• Supplied records:
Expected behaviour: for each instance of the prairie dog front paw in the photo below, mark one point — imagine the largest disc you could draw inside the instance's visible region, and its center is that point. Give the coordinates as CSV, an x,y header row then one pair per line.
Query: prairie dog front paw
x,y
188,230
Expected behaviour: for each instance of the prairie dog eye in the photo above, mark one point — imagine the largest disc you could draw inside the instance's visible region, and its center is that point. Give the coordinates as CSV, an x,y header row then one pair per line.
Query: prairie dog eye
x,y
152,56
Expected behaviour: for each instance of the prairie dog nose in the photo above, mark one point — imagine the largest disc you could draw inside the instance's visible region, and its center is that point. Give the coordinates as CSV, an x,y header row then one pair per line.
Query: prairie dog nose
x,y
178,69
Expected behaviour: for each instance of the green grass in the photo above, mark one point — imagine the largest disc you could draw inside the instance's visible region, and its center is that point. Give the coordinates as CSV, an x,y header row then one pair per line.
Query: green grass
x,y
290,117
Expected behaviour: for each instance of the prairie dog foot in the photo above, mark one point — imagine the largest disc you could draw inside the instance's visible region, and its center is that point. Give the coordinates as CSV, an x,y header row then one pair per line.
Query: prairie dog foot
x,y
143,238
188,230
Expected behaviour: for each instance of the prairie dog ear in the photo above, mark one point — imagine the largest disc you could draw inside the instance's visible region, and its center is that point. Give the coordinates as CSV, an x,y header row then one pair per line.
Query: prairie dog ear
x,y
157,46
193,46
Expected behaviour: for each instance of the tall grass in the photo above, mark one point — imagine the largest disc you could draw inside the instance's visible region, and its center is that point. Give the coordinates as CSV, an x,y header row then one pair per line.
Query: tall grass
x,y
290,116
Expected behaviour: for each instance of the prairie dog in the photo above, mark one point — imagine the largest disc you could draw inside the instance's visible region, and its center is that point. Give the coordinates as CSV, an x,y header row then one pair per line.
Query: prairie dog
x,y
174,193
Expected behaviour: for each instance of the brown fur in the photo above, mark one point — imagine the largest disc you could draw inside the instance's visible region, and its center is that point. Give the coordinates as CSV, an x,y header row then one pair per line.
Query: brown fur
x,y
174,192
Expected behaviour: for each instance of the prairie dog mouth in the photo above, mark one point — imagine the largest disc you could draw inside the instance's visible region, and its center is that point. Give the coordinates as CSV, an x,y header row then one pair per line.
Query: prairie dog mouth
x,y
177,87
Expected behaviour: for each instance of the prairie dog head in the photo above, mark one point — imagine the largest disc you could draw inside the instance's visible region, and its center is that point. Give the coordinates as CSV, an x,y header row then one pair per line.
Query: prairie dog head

• Goal of the exercise: Set down each line of the material verbatim, from the first line through the line that contains "Expected behaviour: for each instance of the prairie dog nose".

• Answer to this exercise:
Expected behaviour: for each instance of the prairie dog front paw in the photo below, mark one point — imagine the largest disc you could draw inside the instance's visible region, and its center is that point. Give the coordinates as CSV, an x,y header row then one pair per line.
Query: prairie dog front paw
x,y
188,230
Expected behaviour: for each instance of the prairie dog eye in the photo above, mark one point — imagine the largest disc you could draw inside the instance's visible region, and its center is that point. Give the coordinates as CSV, an x,y header row then one pair per line.
Query: prairie dog eye
x,y
152,56
Expected behaviour: for each instance of the prairie dog nose in the photo above, mark one point — imagine the largest disc you could draw inside the instance's visible region, and its center is that point. Give the coordinates as CSV, an x,y header row then one pair per line.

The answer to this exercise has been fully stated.